**Set exercise**
Starting at the top of the data and stopping after the line containing "[148, 138, 293, 291]", reproduce those lines with each "Sample response" swapped for "Example response" and everything else unchanged. Omit the pictures from your reply.

** start of Supplied material **

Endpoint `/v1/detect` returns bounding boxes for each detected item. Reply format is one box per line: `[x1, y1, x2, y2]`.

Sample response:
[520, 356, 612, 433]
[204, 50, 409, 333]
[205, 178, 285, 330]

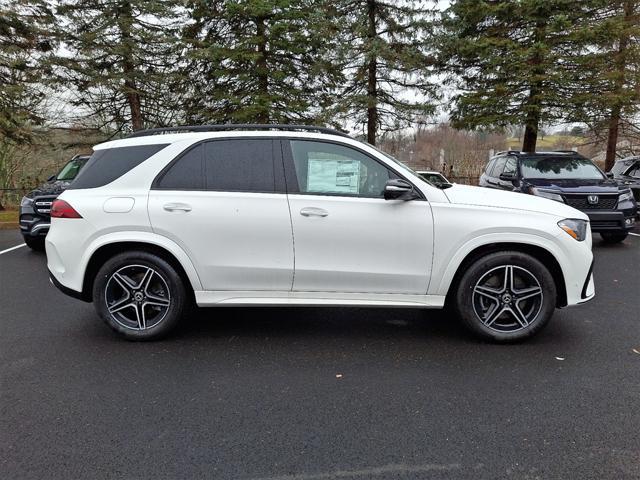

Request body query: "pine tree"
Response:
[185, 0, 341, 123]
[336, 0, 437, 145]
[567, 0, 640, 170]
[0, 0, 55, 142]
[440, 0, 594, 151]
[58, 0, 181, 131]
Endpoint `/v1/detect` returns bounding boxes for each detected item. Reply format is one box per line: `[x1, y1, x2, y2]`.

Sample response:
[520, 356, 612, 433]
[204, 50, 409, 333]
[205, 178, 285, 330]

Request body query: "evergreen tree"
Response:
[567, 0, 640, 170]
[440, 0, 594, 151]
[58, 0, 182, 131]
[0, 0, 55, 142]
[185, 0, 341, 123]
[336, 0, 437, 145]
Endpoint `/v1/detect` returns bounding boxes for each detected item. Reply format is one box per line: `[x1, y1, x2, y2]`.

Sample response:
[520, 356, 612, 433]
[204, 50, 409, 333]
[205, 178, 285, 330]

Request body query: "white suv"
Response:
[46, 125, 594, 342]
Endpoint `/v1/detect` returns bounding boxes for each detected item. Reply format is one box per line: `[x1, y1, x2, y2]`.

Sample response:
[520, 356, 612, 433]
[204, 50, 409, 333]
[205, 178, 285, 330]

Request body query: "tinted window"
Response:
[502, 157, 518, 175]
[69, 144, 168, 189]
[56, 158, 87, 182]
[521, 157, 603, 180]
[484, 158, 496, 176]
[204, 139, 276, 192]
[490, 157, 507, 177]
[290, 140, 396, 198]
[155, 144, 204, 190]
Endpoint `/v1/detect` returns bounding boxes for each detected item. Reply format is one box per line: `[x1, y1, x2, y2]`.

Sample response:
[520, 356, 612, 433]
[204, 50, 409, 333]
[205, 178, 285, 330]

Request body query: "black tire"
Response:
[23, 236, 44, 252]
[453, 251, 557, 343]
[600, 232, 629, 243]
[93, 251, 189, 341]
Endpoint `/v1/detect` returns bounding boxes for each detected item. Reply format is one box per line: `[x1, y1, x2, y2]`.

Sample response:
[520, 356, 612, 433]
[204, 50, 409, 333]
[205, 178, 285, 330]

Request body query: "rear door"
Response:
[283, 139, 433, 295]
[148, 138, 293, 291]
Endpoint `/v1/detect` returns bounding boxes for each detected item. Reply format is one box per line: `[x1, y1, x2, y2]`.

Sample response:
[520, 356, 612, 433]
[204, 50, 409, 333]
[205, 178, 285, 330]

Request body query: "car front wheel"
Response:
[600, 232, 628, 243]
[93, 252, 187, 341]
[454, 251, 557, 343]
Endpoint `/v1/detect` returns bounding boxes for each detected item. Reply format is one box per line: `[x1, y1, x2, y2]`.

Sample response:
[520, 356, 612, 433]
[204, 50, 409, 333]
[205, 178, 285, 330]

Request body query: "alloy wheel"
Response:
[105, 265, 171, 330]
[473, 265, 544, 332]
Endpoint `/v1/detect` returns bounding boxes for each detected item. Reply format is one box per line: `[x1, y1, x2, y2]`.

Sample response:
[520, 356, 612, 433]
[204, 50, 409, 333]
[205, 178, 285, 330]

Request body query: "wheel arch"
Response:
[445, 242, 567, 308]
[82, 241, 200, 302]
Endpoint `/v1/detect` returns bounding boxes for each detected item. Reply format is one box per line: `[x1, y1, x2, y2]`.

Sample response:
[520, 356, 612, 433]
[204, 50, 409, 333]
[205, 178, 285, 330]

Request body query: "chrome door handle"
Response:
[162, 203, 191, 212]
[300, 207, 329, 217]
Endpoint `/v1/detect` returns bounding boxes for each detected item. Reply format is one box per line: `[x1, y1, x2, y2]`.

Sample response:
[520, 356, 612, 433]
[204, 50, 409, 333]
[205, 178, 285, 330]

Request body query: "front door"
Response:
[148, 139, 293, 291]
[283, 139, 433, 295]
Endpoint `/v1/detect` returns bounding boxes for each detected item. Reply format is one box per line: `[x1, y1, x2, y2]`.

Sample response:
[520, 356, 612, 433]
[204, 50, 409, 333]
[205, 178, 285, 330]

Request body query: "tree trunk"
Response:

** end of Supplied material **

**Full solution**
Endpoint `/v1/detect` returns bounding boxes for each detected item. Reply format is one box per line: `[x1, y1, x2, y2]`.

Example response:
[520, 356, 612, 433]
[204, 50, 409, 333]
[205, 178, 285, 330]


Request body query: "pine tree"
Response:
[185, 0, 341, 123]
[336, 0, 437, 145]
[567, 0, 640, 170]
[0, 0, 55, 142]
[440, 0, 594, 151]
[58, 0, 181, 131]
Endpoint `/v1/detect` returns bounding boxes for each detected item. Reply format is one box per line: `[x1, y1, x2, y2]`.

Example response:
[520, 356, 612, 433]
[204, 50, 409, 333]
[205, 178, 285, 330]

Request body query: "evergreen tree"
Response:
[567, 0, 640, 170]
[440, 0, 594, 151]
[58, 0, 182, 131]
[0, 0, 55, 142]
[185, 0, 341, 123]
[336, 0, 437, 145]
Endpoint `/v1/detect` returns bounding boxes for each detected item. Reply format is one box per line: `[x1, y1, x2, y2]`.

Example response:
[520, 356, 612, 433]
[204, 50, 409, 333]
[205, 178, 285, 330]

Request body query: "white suv"
Response:
[46, 125, 594, 342]
Endpoint `/v1/detect` returns bounding boxes for each detected item. Reply format is one box per line: `[x1, y1, x2, y2]`.

Example response:
[520, 356, 612, 433]
[204, 50, 409, 333]
[205, 178, 285, 330]

Request body query: "tinted window"
Response:
[502, 157, 518, 175]
[69, 144, 168, 189]
[56, 158, 87, 182]
[521, 157, 603, 180]
[484, 158, 496, 176]
[204, 139, 276, 192]
[490, 157, 507, 177]
[290, 140, 396, 198]
[155, 144, 204, 190]
Endpoint `/v1/detect` returns bounding boxes for each detected item. Reply format is one box per line: `[x1, y1, x2, y2]`.

Example response:
[520, 356, 612, 433]
[204, 50, 409, 333]
[205, 178, 285, 330]

Request body query: "black tire"
Response:
[23, 236, 44, 252]
[453, 251, 557, 343]
[600, 232, 629, 243]
[93, 251, 189, 341]
Endpoint `/v1/detect` returns bounding boxes for each detected item. Reply format is one box per line: `[x1, y1, x2, y2]`.

Example response:
[520, 356, 612, 433]
[204, 50, 409, 333]
[205, 178, 285, 330]

Request body query: "rear door"
Response:
[283, 139, 433, 295]
[148, 138, 293, 291]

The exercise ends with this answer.